Try it: In the post below about U.S. hydrocarbon resources, translate this sentence into Spanish: "Dig into data from the UN’s Framework Convention on Climate Change, and you will find seven North Korean projects registered for carbon trading."

Reading text:
┄┄┄┄┄┄┄┄┄┄┄┄┄┄┄┄┄┄┄┄
3 years, 10 months ago
Right now, the U.S. is saddled with more hydrocarbon riches than we know what to do with. Well, that’s not quite accurate. Many of us know exactly what to do with them: produce mind-boggling wealth and energy independence and national security for the rest of the 21st Century at least.
But since the mid-1970’s or so, the Environmental Extremists, or “Greenies” among us, have been thwarting every effort by normal Americans to develop and use our abundant, natural resources. They long for a pure and Green planet that will turn away from nasty, dirty, global-warming-causing hydrocarbon fuels.
What do we do with these mindless utopians and their lackeys in Congress and the White House?
The answer is at hand in this article in Bloomberg Businessweek:
Talk about North Korea usually centers around how the regime starves its people, whether it has the bomb, and if Kim Jong Un is really in charge. The UN’s Kyoto Protocol doesn’t make the list.
Yet under the terms of the protocol, North Korea, as a developing country and a member of the United Nations, has the right to build clean energy projects that may apply for Certified Emission Reductions, or CERs, popularly known as carbon credits. The North Koreans can then sell them to a rich country or company that needs the credits to offset its own greenhouse gases. Dig into data from the UN’s Framework Convention on Climate Change, and you will find seven North Korean projects registered for carbon trading.
┄┄┄┄┄┄┄┄┄┄┄┄┄┄┄┄┄┄┄┄
Data records:
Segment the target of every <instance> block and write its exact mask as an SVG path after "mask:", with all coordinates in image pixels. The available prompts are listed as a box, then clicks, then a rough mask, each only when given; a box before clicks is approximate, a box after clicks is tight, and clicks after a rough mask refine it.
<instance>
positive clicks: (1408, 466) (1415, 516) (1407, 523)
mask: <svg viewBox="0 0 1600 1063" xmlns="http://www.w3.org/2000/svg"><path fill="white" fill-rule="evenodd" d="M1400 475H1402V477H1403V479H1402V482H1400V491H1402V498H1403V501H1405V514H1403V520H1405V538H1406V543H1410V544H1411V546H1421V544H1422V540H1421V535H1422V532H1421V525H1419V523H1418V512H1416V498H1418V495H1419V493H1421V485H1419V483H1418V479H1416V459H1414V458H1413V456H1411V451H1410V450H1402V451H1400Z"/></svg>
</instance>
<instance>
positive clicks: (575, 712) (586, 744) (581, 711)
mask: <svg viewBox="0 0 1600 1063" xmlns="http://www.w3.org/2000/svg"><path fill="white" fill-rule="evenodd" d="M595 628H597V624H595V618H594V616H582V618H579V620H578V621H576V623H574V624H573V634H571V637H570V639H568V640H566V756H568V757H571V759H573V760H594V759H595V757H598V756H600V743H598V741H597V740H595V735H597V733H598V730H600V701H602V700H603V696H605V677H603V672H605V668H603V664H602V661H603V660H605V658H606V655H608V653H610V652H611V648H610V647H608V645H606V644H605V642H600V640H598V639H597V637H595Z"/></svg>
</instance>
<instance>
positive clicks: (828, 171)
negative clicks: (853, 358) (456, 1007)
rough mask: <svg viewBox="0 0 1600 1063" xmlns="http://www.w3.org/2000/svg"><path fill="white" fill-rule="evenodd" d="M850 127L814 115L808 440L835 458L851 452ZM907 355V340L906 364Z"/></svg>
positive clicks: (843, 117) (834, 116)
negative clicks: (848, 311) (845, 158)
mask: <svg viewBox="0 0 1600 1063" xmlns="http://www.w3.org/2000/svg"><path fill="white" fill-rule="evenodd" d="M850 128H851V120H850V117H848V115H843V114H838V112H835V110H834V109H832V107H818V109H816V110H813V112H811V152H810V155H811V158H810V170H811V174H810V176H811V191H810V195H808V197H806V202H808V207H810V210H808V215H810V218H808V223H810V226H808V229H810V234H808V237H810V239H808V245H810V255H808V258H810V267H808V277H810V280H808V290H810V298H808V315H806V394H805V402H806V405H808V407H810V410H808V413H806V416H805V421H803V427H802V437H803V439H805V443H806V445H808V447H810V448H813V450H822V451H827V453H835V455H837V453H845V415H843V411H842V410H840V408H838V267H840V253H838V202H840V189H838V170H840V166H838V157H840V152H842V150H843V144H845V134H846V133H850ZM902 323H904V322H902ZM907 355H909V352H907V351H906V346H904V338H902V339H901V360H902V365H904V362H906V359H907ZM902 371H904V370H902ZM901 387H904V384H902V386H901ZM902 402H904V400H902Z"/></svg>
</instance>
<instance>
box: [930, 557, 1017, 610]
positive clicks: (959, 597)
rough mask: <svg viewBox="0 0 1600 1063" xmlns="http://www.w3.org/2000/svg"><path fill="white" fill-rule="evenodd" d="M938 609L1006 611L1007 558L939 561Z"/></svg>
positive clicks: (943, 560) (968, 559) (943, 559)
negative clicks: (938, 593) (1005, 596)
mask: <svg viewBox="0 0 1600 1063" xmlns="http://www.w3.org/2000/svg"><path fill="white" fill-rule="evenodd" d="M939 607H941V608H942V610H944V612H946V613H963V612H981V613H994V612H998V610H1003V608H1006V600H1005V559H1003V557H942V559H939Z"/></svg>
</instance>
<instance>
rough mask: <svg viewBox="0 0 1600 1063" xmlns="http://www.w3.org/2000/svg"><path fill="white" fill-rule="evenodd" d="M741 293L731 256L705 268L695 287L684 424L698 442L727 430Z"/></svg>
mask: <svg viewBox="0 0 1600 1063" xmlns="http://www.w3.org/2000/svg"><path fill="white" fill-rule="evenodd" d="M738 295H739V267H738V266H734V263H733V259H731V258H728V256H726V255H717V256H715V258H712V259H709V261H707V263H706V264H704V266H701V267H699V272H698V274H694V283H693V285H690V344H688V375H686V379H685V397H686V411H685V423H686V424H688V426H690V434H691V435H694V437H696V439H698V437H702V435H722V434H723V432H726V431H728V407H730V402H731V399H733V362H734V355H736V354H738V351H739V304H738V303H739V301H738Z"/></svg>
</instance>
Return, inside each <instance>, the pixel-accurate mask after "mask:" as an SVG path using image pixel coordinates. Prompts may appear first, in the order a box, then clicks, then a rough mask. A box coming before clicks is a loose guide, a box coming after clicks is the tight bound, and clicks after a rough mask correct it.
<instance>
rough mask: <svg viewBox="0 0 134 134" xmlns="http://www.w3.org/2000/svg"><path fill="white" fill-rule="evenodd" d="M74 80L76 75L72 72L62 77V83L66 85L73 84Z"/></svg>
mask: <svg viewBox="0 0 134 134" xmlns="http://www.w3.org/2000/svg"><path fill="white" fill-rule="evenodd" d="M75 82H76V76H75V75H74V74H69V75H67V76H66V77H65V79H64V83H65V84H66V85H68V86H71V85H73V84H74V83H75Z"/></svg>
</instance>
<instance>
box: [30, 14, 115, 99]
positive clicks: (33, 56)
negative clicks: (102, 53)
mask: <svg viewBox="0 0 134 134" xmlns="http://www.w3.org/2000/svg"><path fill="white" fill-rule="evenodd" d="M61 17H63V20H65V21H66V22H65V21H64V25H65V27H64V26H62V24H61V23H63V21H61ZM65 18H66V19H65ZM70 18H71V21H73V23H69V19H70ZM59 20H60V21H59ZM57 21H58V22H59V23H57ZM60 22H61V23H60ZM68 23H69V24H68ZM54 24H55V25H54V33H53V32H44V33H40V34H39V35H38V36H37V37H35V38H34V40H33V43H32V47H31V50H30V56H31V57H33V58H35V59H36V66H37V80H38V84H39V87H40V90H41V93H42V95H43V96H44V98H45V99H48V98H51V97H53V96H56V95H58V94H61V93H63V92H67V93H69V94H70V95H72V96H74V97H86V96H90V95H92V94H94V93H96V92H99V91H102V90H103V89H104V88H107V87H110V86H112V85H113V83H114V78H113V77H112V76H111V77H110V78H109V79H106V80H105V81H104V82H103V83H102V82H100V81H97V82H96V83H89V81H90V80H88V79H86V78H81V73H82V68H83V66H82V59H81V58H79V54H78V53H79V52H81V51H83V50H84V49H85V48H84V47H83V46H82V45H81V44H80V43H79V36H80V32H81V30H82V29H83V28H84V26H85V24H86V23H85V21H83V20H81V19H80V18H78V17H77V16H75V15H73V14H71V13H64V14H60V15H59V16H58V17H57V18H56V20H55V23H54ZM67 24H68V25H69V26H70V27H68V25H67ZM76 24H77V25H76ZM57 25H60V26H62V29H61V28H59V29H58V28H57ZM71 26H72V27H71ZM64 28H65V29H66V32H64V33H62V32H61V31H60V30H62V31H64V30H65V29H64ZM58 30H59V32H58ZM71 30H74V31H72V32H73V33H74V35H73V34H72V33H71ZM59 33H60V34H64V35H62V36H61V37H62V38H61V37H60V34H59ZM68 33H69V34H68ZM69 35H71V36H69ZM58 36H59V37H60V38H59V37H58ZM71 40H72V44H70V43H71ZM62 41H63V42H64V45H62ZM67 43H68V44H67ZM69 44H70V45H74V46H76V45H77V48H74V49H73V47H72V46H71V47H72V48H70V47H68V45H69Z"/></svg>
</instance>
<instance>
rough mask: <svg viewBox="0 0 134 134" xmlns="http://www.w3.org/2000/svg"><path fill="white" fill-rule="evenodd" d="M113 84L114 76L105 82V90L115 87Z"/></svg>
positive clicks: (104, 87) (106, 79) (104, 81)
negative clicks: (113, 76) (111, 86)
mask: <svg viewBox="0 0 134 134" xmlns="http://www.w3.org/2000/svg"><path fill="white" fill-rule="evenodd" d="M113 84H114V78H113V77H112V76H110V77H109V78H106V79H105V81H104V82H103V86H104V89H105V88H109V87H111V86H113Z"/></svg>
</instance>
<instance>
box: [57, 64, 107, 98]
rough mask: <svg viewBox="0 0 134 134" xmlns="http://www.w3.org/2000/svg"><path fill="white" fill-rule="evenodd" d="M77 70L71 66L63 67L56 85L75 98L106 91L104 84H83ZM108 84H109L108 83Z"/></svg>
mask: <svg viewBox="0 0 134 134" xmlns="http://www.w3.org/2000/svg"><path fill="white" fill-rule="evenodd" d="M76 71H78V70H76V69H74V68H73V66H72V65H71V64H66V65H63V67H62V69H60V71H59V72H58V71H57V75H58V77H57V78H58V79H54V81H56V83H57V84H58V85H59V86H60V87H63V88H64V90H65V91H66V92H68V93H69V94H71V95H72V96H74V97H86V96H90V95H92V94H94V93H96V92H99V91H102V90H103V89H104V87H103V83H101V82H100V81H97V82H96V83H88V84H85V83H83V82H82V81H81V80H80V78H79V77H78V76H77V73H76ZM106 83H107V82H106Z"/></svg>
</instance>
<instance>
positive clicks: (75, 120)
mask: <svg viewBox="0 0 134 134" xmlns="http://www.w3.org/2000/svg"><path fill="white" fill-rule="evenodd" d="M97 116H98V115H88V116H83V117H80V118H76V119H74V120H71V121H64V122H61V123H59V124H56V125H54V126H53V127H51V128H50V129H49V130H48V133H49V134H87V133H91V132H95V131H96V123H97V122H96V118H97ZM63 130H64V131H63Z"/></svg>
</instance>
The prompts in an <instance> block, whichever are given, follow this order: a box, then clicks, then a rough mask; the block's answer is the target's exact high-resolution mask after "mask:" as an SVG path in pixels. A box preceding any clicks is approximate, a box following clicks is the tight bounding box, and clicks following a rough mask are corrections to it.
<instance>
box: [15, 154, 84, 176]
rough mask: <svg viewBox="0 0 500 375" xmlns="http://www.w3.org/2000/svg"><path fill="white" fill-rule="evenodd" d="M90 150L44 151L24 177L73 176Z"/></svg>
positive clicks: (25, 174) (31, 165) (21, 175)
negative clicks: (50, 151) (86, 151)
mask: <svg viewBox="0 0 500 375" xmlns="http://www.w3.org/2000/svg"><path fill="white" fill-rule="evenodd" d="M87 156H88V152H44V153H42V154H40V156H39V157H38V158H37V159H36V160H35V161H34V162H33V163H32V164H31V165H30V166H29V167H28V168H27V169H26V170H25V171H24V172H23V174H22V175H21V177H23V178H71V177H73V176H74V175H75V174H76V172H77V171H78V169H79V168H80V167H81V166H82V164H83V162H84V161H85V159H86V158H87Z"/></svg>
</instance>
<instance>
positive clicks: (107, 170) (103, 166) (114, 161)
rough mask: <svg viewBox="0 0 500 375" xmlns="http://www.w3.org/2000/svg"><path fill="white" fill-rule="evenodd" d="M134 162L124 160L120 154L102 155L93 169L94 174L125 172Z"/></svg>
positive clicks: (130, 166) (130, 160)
┄┄┄┄┄┄┄┄┄┄┄┄┄┄┄┄┄┄┄┄
Reply: Indaga en los datos de la Convención Marco de la ONU sobre el Cambio Climático y encontrarás siete proyectos norcoreanos registrados para el comercio de carbono.